Tasks:
a) In the reflection on the summer fires, list each preparation named in the sentence that begins "This year, mine begins."
b) Carry on the reflection on the summer fires, starting after its final sentence.

February 2020
‘Courage is the resolve to do well without the assurance of a happy ending’
Dr Kate Marvel, climate scientist.
The first English assignment at the start of each year in my primary school was … you guessed it: ‘The Summer Holidays’. This year, mine begins: Emergency Services app and weather app at the ready, phones and laptops charged, single bag packed, fire clothes sorted, wool blankets and water in the car.
Texts flowing out to relatives and friends: ‘Are you alright? What’s happening there?’ Messages flowing back: ‘Our house is still standing, but our neighbour’s is gone.’ ‘We’ve lost the studio.’ Watching the news. Listening to the radio. Day after day.
I’m in a state of constant attention, a hybrid of alertness and fear, and in the background, a brooding meditation on the way things are going in the world. Learning to feel with fires, but also to look past the fires to the politics, and through the politics to the ways of thinking, to what we value. I sense that we’re learning to hold the feeling of situations alongside critical inquiry into those situations.

Input data:

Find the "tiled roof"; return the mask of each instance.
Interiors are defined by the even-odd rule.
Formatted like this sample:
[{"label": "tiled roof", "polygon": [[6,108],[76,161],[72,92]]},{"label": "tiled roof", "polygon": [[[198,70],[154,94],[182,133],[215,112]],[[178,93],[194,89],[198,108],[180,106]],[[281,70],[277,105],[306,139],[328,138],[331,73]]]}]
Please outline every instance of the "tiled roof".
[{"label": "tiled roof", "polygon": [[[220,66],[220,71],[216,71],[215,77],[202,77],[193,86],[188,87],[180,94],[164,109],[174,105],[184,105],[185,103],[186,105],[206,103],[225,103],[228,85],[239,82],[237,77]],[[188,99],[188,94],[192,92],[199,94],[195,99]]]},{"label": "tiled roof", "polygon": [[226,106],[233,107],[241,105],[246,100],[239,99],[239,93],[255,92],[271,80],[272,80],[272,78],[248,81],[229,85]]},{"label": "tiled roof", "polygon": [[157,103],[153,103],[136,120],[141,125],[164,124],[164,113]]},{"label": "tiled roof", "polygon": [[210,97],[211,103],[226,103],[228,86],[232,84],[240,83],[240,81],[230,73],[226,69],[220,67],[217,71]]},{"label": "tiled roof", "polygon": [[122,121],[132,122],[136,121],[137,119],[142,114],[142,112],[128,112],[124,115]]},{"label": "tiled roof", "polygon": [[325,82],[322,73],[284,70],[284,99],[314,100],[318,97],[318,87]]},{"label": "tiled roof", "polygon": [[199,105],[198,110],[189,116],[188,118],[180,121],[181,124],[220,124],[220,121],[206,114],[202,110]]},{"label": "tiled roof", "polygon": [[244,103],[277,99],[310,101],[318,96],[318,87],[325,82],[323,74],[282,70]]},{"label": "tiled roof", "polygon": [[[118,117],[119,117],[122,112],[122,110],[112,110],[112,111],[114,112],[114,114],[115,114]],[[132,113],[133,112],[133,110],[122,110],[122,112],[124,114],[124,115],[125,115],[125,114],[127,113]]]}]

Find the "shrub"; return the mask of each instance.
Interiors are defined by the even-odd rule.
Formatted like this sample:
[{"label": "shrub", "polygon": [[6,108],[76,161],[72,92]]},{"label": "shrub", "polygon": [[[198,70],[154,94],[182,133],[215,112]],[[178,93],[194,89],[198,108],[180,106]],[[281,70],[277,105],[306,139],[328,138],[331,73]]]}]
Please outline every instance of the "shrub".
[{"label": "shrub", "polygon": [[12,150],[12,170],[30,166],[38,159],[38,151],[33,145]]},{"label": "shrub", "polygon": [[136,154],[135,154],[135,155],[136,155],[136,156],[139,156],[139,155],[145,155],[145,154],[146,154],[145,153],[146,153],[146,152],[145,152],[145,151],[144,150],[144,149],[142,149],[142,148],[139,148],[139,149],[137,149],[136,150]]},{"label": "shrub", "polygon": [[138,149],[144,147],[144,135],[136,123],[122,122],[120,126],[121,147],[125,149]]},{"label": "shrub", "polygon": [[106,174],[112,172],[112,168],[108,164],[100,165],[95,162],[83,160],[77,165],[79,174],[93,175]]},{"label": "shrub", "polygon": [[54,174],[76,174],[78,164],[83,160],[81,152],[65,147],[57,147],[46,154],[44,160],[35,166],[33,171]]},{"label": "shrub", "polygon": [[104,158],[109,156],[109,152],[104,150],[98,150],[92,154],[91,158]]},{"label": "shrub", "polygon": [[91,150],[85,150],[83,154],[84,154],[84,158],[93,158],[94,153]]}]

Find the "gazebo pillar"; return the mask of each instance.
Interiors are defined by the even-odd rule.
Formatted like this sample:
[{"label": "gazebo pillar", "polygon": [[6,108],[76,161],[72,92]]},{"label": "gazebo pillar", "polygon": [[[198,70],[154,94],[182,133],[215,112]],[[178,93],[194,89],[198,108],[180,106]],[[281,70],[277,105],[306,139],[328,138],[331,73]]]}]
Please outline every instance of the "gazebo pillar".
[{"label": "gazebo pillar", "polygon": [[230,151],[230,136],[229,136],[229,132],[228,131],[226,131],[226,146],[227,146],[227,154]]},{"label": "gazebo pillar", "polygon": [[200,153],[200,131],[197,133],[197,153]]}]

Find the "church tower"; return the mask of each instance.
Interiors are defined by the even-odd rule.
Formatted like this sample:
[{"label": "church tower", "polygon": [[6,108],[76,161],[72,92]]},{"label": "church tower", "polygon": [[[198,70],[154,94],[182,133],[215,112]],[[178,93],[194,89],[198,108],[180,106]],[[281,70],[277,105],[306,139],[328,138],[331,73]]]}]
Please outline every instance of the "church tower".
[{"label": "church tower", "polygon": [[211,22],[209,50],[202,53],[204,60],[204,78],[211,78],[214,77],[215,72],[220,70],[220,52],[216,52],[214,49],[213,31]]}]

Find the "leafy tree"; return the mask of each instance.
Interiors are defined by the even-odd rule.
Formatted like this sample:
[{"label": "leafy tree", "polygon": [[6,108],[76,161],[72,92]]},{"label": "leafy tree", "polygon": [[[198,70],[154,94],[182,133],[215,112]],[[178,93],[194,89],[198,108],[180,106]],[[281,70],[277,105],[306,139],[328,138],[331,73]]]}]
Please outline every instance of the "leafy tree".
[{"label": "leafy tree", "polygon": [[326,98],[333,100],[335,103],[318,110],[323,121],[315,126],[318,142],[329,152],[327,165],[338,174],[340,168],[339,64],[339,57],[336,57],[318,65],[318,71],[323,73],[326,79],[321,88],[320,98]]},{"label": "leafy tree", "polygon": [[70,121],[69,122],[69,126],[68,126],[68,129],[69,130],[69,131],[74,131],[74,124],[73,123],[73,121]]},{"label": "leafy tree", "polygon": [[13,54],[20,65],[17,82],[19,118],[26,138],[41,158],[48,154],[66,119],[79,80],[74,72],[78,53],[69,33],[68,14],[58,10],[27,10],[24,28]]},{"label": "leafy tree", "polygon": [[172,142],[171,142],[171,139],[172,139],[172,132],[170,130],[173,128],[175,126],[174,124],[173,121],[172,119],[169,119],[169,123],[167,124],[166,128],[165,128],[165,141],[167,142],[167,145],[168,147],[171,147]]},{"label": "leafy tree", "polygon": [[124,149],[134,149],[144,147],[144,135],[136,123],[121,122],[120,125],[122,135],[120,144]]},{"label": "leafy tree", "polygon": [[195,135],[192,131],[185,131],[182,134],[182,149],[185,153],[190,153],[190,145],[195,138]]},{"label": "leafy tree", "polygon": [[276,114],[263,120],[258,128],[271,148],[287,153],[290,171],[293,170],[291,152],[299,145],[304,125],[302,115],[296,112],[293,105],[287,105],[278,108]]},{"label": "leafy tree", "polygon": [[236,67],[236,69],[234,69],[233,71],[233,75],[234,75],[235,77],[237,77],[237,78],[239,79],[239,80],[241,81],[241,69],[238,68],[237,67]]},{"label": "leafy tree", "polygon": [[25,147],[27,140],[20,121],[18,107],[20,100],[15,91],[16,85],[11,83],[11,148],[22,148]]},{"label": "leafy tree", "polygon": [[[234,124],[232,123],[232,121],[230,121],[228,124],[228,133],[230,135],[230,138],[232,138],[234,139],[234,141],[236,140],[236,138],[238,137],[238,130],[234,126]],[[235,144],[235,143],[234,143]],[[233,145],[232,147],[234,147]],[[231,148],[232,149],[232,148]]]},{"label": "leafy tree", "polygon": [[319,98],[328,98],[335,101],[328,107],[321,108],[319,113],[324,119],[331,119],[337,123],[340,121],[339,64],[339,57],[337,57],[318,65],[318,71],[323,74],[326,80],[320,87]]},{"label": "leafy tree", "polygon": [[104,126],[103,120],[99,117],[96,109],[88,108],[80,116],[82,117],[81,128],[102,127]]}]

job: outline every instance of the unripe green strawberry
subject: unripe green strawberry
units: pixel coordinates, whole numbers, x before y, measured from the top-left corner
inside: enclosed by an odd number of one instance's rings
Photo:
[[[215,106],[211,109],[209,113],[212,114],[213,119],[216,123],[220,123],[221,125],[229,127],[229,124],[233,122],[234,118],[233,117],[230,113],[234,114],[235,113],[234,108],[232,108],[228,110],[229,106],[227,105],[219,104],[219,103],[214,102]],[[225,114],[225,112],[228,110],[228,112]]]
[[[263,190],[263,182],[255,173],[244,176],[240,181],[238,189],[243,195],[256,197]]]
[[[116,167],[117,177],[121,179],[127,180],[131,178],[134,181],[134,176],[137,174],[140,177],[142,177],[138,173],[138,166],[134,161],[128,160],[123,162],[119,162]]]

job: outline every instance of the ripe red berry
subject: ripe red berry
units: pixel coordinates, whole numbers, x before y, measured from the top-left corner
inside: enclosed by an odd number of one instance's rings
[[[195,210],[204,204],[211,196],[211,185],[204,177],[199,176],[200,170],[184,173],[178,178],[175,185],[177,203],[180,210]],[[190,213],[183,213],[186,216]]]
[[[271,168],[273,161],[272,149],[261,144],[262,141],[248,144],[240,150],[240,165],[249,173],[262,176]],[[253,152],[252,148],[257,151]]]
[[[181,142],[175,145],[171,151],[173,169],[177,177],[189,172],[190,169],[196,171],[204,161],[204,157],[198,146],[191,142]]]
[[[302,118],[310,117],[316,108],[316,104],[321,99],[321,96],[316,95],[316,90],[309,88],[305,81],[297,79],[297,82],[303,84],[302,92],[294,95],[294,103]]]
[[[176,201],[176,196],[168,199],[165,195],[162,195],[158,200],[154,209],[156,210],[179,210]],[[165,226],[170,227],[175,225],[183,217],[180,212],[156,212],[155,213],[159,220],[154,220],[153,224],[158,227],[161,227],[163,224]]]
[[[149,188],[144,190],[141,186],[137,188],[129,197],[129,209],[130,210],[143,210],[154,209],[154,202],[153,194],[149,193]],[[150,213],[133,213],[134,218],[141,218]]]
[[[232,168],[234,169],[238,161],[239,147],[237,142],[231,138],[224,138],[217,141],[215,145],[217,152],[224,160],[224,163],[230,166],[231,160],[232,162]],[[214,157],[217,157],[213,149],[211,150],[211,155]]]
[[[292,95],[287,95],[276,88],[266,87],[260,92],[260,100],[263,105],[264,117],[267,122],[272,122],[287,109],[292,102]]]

...

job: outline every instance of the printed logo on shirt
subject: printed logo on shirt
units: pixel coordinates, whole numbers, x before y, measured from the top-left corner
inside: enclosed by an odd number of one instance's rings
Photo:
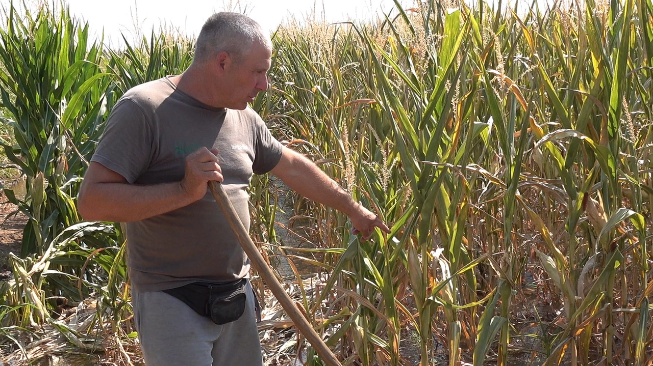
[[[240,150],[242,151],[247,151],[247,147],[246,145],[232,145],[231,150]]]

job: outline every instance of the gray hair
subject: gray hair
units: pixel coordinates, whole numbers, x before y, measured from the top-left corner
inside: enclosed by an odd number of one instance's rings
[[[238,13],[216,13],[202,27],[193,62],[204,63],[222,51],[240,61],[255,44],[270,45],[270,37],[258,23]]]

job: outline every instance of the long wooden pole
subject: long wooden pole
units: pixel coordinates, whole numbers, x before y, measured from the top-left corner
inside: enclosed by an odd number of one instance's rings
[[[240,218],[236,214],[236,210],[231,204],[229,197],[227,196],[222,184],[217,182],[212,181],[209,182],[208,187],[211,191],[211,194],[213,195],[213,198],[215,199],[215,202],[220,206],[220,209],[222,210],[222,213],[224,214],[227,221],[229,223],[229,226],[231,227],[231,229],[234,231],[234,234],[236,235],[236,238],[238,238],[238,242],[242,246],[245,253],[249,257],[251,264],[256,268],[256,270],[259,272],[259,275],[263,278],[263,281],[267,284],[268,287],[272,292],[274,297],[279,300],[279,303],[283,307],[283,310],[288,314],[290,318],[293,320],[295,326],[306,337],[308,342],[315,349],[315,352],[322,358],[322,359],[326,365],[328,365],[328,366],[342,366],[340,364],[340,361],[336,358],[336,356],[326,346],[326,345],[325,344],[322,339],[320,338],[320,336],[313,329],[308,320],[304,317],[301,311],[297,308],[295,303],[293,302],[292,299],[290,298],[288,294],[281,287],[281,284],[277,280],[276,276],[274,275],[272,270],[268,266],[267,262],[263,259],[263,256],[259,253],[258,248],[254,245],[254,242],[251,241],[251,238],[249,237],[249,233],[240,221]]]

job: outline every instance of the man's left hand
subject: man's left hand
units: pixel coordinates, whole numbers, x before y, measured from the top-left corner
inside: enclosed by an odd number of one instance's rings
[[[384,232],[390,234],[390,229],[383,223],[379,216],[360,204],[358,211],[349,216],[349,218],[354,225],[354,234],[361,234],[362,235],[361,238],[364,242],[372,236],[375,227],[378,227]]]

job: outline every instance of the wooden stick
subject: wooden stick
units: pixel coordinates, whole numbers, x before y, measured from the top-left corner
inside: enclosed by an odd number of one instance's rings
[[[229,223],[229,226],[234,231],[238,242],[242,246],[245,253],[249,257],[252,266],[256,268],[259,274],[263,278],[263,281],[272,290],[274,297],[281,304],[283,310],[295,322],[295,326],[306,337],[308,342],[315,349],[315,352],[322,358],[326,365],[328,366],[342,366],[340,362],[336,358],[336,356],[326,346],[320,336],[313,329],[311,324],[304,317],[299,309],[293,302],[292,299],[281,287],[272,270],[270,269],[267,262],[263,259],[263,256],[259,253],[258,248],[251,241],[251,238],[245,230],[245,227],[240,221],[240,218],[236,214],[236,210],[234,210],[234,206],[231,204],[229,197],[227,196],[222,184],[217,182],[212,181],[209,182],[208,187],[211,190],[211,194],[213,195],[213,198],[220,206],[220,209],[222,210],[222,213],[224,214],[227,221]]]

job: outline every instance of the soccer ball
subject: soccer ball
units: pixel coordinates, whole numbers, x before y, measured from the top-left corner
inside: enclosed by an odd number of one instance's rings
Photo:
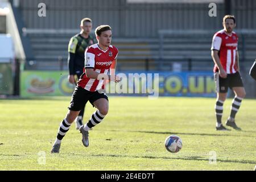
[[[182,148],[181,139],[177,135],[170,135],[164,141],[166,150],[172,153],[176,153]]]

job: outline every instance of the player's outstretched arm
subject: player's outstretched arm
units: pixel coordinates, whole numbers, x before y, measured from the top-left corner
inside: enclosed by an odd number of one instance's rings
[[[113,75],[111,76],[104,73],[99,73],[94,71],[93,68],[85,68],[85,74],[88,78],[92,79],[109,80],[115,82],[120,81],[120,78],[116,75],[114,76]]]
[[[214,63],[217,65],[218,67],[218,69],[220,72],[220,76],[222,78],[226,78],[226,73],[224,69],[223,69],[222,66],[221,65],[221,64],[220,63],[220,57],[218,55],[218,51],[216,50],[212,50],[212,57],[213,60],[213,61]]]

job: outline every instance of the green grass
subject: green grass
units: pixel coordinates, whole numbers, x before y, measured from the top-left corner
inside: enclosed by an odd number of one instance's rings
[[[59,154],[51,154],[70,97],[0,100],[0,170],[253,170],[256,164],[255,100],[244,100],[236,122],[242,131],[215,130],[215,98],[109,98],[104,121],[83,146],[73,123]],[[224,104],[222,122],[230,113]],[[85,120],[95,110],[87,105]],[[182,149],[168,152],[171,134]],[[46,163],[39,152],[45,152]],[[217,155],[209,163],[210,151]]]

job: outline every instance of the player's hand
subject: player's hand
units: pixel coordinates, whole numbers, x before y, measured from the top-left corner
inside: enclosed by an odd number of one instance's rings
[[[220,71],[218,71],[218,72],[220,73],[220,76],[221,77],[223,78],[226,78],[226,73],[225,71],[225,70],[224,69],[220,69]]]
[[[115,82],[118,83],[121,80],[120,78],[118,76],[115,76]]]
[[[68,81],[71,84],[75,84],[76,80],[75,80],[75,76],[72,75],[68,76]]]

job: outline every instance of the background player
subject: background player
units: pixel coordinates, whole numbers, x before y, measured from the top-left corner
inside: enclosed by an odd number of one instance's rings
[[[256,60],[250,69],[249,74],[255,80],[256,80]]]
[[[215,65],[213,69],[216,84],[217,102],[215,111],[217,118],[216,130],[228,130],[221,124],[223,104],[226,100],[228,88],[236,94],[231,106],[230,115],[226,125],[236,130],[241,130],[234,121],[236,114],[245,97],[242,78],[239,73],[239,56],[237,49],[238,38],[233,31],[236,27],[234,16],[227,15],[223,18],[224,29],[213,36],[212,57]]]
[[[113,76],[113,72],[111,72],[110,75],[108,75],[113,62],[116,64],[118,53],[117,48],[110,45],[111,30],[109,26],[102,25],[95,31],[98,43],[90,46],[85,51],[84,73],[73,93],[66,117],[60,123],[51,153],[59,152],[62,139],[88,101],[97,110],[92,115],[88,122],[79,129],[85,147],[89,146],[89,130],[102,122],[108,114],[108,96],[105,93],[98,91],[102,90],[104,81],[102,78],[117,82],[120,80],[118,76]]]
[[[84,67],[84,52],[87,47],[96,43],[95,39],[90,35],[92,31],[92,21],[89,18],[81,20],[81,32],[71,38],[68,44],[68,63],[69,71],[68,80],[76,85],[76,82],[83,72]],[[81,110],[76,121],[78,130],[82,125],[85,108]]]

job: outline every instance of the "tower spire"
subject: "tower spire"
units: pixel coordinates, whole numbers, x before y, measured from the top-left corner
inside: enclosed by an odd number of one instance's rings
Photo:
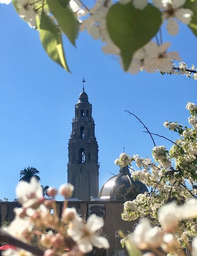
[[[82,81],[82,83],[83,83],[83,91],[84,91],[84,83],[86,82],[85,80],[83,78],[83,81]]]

--

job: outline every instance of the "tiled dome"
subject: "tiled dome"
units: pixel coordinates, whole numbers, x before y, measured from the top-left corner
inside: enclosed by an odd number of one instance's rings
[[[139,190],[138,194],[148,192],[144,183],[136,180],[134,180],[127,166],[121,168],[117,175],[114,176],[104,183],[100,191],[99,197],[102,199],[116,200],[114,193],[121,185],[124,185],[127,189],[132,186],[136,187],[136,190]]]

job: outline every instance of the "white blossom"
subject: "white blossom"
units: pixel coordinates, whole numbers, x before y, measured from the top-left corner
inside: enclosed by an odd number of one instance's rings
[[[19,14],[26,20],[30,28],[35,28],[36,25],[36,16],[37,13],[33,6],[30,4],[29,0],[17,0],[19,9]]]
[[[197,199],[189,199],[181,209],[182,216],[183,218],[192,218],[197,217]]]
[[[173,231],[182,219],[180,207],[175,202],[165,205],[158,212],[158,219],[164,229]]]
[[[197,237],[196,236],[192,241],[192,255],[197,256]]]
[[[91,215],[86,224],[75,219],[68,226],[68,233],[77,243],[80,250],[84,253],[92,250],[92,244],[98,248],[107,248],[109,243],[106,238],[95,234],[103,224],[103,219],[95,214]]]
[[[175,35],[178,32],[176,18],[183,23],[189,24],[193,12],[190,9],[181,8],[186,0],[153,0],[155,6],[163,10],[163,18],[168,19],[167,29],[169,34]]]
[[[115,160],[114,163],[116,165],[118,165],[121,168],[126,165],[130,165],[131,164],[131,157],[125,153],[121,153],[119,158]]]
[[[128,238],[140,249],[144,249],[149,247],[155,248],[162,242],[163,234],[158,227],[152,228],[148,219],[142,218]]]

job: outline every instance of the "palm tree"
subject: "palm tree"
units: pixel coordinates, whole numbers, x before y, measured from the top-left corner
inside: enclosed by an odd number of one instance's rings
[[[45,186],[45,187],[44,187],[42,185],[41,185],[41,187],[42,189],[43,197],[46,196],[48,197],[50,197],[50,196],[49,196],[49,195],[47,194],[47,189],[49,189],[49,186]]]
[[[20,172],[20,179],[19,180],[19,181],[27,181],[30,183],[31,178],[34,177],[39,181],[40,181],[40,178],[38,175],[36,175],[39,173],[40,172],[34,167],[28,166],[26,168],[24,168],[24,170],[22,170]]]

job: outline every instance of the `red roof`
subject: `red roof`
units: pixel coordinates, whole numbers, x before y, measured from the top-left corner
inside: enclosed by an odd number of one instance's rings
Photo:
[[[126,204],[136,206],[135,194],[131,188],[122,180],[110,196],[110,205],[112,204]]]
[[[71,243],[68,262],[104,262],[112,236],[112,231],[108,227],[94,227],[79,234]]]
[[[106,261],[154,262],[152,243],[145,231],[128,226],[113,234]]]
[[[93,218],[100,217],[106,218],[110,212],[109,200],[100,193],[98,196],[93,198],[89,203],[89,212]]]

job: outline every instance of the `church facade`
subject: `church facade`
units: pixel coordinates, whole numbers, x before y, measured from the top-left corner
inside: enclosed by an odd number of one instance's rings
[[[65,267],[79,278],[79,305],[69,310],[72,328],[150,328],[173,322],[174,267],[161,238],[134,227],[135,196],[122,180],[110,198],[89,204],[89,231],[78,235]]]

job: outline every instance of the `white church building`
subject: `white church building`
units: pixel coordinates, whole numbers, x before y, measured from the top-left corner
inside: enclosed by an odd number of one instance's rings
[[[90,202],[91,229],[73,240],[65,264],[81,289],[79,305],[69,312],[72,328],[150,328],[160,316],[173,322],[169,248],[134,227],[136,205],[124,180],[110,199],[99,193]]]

Per-task outputs:
a)
- Emergency Services app and weather app at the ready
- Phones and laptops charged
- Single bag packed
- Fire clothes sorted
- Wool blankets and water in the car

b)
Situation #1: In Cabargo, the Prime Minister shakes the hand of a pregnant woman. She does not accept this; he insists. The video goes viral. Like a football incident replayed, Australians make up their own minds. No, he didn’t pay attention. No listening, no discussion. No connection to her feeling.
Situation #2: Out shopping In Woodend, with the NSW South Coast and East Gippsland burning, the shop assistant asks cheerily: ‘How are you today?’ My partner replies slowly: ‘I don’t know really ….’ The shop assistant drops into her body, and her tone shifts: ‘I know what you mean.’ A pause in the flow of normal business. Feeling shared.
Situation #3: He checks the latest advice, the facts, says there’s no reason to go. She senses the situation, feel s unsafe. They try to hear each other, through the tangle of feeling and facts. This scenario, a thousand times, between the man and the woman.
Untangling the mess we’re in, with no hope of finding heaven.
Just perhaps an honorable life.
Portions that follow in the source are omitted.